▶ Source excerpt:
"""

In case anyone thinks that this is overstating the bleakness of the situation, I direct you to the recent departure of Barnes & Noble’s CEO, William Lynch, a former Palm executive who was brought into the company to grow their reader business, in what Reuters called an acknowledgement that its digital division Nook has failed to compete successfully in the e-reader and tablet markets“. Furthermore, after reporting that Nook sales dropped 34%  last quarter, the company announced it was pulling the plug on its hardware division.

The problem with pretending that B&N’s troubles are all the fault of Amazon is that the Nook was a troubled platform a year ago – you know, when agency pricing was supposed to protect everyone from evil Amazon.

Do you think there’s a chance B&N might be to blame for B&N’s troubles?

"""

Part of a data file
"""

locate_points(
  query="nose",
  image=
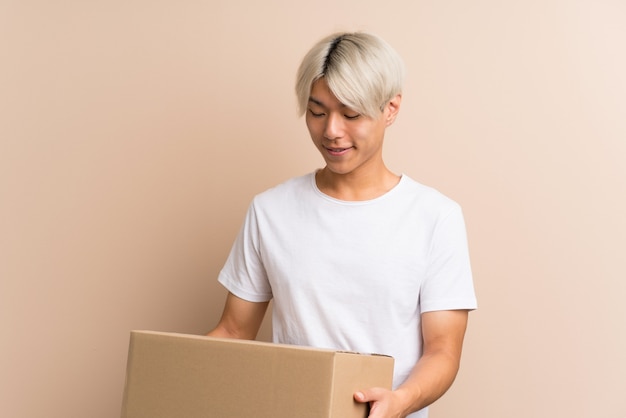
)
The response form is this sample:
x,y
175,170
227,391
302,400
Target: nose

"""

▶ Brief 1: Can you copy the part of the passage on Barnes & Noble that opens with the words containing "In case anyone" and closes with "from evil Amazon.", replacing "Amazon" with "Apple"?
▶ Brief 2: Can you reproduce the records word for word, leaving any pictures out of your answer?
The records bear no relation to the passage on Barnes & Noble.

▶ Exercise answer 1:
In case anyone thinks that this is overstating the bleakness of the situation, I direct you to the recent departure of Barnes & Noble’s CEO, William Lynch, a former Palm executive who was brought into the company to grow their reader business, in what Reuters called an acknowledgement that its digital division Nook has failed to compete successfully in the e-reader and tablet markets“. Furthermore, after reporting that Nook sales dropped 34%  last quarter, the company announced it was pulling the plug on its hardware division.

The problem with pretending that B&N’s troubles are all the fault of Apple is that the Nook was a troubled platform a year ago – you know, when agency pricing was supposed to protect everyone from evil Apple.

▶ Exercise answer 2:
locate_points(
  query="nose",
  image=
)
The response form is this sample:
x,y
175,170
227,391
302,400
Target: nose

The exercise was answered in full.